◆ **GIVEN TASK**
Rewrite the data below, replacing every "simplified polygon" with "reduced polygon" and leaving everything else unchanged.

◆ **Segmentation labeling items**
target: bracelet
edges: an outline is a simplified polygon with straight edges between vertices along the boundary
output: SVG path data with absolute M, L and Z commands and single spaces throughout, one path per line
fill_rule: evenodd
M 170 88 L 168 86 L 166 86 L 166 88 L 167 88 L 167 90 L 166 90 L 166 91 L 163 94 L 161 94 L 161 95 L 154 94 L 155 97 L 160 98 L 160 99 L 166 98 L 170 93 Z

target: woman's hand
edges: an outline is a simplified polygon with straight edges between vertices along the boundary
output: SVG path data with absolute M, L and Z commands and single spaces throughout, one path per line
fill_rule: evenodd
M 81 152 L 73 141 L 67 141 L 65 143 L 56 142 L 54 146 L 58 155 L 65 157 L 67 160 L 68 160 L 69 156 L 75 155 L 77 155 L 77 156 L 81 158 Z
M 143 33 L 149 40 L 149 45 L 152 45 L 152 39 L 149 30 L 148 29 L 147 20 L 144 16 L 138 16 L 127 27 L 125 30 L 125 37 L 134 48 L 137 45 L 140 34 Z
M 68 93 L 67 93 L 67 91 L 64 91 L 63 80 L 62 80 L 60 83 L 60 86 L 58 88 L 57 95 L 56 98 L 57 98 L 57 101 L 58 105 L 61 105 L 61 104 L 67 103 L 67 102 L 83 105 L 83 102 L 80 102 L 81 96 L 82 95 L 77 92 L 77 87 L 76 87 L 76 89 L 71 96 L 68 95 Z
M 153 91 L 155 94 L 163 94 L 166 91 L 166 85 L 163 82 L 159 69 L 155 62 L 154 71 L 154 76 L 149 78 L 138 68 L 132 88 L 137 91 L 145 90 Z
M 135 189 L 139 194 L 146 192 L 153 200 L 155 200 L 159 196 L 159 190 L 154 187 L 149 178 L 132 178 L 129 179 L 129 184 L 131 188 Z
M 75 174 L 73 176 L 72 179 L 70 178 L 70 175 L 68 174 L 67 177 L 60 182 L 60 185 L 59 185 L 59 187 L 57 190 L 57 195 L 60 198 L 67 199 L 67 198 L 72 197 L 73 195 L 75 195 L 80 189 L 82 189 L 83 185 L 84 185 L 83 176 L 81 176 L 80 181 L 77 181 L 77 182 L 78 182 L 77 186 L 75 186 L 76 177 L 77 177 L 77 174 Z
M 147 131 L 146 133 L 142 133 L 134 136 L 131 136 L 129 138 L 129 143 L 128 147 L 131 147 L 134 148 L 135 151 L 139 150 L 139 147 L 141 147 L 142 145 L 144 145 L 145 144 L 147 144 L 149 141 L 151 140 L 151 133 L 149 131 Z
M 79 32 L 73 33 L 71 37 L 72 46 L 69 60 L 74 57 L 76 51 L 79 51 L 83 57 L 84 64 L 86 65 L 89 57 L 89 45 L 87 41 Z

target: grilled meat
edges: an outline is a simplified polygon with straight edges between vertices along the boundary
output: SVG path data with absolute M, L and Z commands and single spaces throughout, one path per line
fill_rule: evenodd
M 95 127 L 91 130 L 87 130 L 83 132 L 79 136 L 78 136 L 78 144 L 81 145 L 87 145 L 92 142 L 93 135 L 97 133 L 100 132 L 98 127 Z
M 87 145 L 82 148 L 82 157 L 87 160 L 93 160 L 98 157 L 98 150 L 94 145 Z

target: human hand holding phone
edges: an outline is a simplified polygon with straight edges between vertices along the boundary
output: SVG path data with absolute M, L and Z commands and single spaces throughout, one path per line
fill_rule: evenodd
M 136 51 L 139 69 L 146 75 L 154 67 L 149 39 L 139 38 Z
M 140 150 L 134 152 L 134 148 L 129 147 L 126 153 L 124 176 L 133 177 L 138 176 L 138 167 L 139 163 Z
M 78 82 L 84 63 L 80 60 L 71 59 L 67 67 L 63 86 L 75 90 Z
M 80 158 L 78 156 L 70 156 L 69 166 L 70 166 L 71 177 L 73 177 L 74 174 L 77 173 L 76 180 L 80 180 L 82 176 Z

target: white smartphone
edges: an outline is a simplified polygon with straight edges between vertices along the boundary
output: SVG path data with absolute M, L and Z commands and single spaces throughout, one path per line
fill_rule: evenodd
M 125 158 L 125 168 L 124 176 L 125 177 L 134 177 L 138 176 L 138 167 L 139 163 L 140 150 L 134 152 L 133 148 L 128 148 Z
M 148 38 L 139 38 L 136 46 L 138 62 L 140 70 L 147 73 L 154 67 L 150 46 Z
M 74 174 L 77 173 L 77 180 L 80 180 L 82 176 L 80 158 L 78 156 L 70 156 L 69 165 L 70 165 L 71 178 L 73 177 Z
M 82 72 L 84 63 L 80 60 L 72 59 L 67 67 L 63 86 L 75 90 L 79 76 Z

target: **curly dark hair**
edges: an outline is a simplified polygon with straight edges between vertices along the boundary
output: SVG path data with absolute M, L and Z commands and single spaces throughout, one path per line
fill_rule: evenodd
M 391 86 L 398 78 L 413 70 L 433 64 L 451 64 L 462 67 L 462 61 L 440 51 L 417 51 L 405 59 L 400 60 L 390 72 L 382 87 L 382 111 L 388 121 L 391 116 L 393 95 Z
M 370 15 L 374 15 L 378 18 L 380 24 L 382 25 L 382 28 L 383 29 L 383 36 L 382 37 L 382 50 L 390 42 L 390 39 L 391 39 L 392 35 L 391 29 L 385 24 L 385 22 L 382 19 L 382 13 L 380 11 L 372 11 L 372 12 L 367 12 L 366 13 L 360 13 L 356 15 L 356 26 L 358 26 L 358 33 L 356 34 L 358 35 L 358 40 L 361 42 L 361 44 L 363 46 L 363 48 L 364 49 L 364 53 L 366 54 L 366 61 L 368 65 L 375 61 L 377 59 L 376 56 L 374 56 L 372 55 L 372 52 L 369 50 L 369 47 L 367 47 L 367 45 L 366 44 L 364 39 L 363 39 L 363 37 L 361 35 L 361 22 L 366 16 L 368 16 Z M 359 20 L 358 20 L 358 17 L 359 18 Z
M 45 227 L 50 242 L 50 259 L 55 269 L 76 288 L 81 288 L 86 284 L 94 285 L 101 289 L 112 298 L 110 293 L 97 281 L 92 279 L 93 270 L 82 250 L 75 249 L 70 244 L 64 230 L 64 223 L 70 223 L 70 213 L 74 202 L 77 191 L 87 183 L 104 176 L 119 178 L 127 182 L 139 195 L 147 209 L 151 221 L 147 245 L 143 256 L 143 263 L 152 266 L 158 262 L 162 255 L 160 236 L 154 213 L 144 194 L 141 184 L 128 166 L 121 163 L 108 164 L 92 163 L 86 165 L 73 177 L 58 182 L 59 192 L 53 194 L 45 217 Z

◆ **FINAL RESULT**
target: bracelet
edges: an outline is a reduced polygon with straight edges between vertices along the boundary
output: SVG path data with absolute M, L and Z commands and single spaces throughout, one path per line
fill_rule: evenodd
M 170 88 L 168 86 L 166 86 L 166 88 L 167 88 L 167 90 L 166 90 L 166 91 L 163 94 L 161 94 L 161 95 L 154 94 L 155 97 L 160 98 L 160 99 L 166 98 L 170 93 Z

target: woman's hand
edges: an outline is a reduced polygon with straight edges between vertices along the boundary
output: SVG path data with absolute M, L and Z commands and single spaces throughout, one path per line
fill_rule: evenodd
M 81 152 L 73 141 L 67 141 L 65 143 L 56 142 L 54 146 L 58 155 L 65 157 L 67 160 L 68 160 L 69 156 L 75 155 L 77 155 L 77 156 L 81 158 Z
M 143 33 L 149 40 L 149 45 L 152 45 L 152 39 L 149 30 L 148 29 L 147 20 L 144 16 L 138 16 L 127 27 L 125 30 L 125 37 L 134 48 L 137 45 L 140 34 Z
M 68 93 L 67 93 L 67 91 L 64 91 L 63 80 L 62 80 L 60 83 L 60 86 L 58 88 L 57 95 L 56 98 L 57 98 L 57 101 L 58 105 L 61 105 L 61 104 L 67 103 L 67 102 L 83 105 L 83 102 L 80 102 L 81 96 L 82 95 L 77 92 L 77 87 L 76 87 L 76 89 L 71 96 L 68 95 Z
M 153 91 L 155 94 L 163 94 L 166 91 L 166 85 L 163 82 L 159 69 L 155 62 L 154 71 L 154 76 L 149 78 L 138 68 L 132 88 L 137 91 L 145 90 Z
M 135 189 L 139 194 L 146 192 L 153 200 L 155 200 L 159 196 L 159 190 L 154 187 L 149 178 L 132 178 L 129 179 L 129 184 L 131 188 Z
M 75 174 L 73 176 L 72 179 L 70 178 L 70 175 L 68 174 L 67 177 L 60 182 L 60 185 L 59 185 L 59 187 L 57 190 L 57 195 L 60 198 L 67 199 L 67 198 L 72 197 L 73 195 L 75 195 L 80 189 L 82 189 L 83 185 L 84 185 L 83 176 L 81 176 L 80 181 L 77 181 L 77 182 L 78 182 L 77 186 L 75 186 L 76 177 L 77 177 L 77 174 Z
M 147 131 L 146 133 L 142 133 L 134 136 L 131 136 L 129 138 L 129 143 L 128 147 L 131 147 L 134 148 L 135 151 L 139 150 L 139 147 L 141 147 L 142 145 L 144 145 L 145 144 L 147 144 L 149 141 L 151 140 L 151 133 L 149 131 Z
M 79 32 L 73 33 L 71 37 L 72 46 L 69 60 L 74 57 L 76 51 L 79 51 L 83 57 L 84 64 L 86 65 L 89 57 L 89 45 L 87 41 Z

target: grilled meat
edges: an outline is a reduced polygon with straight edges between vertices along the boundary
output: SVG path data with absolute M, L and Z commands and single spaces throughout, one path per line
fill_rule: evenodd
M 95 127 L 91 130 L 87 130 L 83 132 L 79 136 L 78 136 L 78 144 L 81 145 L 87 145 L 92 142 L 93 135 L 97 133 L 100 132 L 98 127 Z
M 87 145 L 82 148 L 82 157 L 87 160 L 93 160 L 98 157 L 98 150 L 94 145 Z

target: human hand holding phone
edges: an outline is a reduced polygon with straight edges between vertices along the boundary
output: SVG path data with absolute M, L and Z commands and single spaces throughout, one path per line
fill_rule: evenodd
M 136 51 L 139 69 L 146 75 L 154 67 L 149 39 L 139 38 Z
M 140 150 L 134 152 L 134 148 L 129 147 L 126 153 L 124 176 L 133 177 L 138 176 L 138 167 L 139 163 Z
M 78 82 L 84 63 L 80 60 L 71 59 L 67 67 L 63 86 L 75 90 Z
M 80 158 L 78 156 L 70 156 L 69 166 L 70 166 L 71 177 L 73 177 L 74 174 L 77 173 L 76 180 L 80 180 L 82 176 Z

target: white smartphone
edges: an outline is a reduced polygon with straight edges between vertices along the boundary
output: SVG path data with absolute M, L and Z commands and single spaces throughout, one path per line
fill_rule: evenodd
M 125 158 L 125 168 L 124 176 L 125 177 L 134 177 L 138 176 L 138 167 L 139 163 L 140 150 L 134 152 L 133 148 L 128 148 Z
M 148 38 L 139 38 L 136 46 L 138 62 L 140 70 L 147 73 L 154 67 L 150 46 Z
M 74 174 L 77 173 L 77 180 L 80 180 L 82 176 L 80 158 L 78 156 L 70 156 L 69 165 L 70 165 L 71 178 L 73 177 Z
M 82 72 L 84 63 L 80 60 L 72 59 L 67 67 L 63 86 L 75 90 L 79 76 Z

target: **curly dark hair**
edges: an outline is a reduced polygon with straight edges between vertices along the boundary
output: SVG path data with absolute M, L and Z commands and single spaces throughout, one path per line
fill_rule: evenodd
M 391 86 L 398 78 L 413 70 L 433 64 L 451 64 L 462 67 L 462 61 L 440 51 L 417 51 L 405 59 L 400 60 L 390 72 L 382 87 L 382 111 L 388 121 L 391 116 L 393 95 Z
M 370 15 L 374 15 L 378 18 L 380 24 L 382 25 L 382 28 L 383 29 L 383 36 L 382 37 L 382 50 L 390 42 L 390 39 L 391 39 L 392 35 L 391 29 L 385 24 L 385 22 L 382 19 L 382 13 L 380 11 L 372 11 L 372 12 L 367 12 L 366 13 L 360 13 L 356 15 L 356 26 L 358 26 L 358 33 L 356 34 L 358 35 L 358 40 L 361 42 L 361 44 L 363 46 L 363 48 L 364 49 L 364 53 L 366 54 L 366 61 L 368 65 L 375 61 L 377 59 L 376 56 L 374 56 L 372 55 L 372 52 L 369 50 L 369 47 L 367 47 L 367 45 L 366 44 L 364 39 L 363 39 L 363 37 L 361 35 L 361 22 L 366 16 L 368 16 Z M 359 20 L 358 20 L 358 17 L 359 18 Z
M 45 227 L 50 242 L 50 259 L 55 269 L 76 288 L 81 288 L 86 284 L 94 285 L 101 289 L 112 298 L 110 293 L 97 281 L 92 279 L 93 270 L 82 250 L 75 249 L 70 244 L 64 230 L 64 223 L 70 223 L 70 213 L 74 202 L 77 191 L 87 183 L 104 176 L 119 178 L 127 182 L 139 195 L 147 209 L 151 221 L 147 245 L 143 256 L 143 263 L 152 266 L 158 262 L 162 255 L 160 236 L 154 213 L 144 194 L 141 184 L 128 166 L 121 163 L 108 164 L 92 163 L 86 165 L 73 177 L 58 182 L 59 192 L 53 194 L 45 217 Z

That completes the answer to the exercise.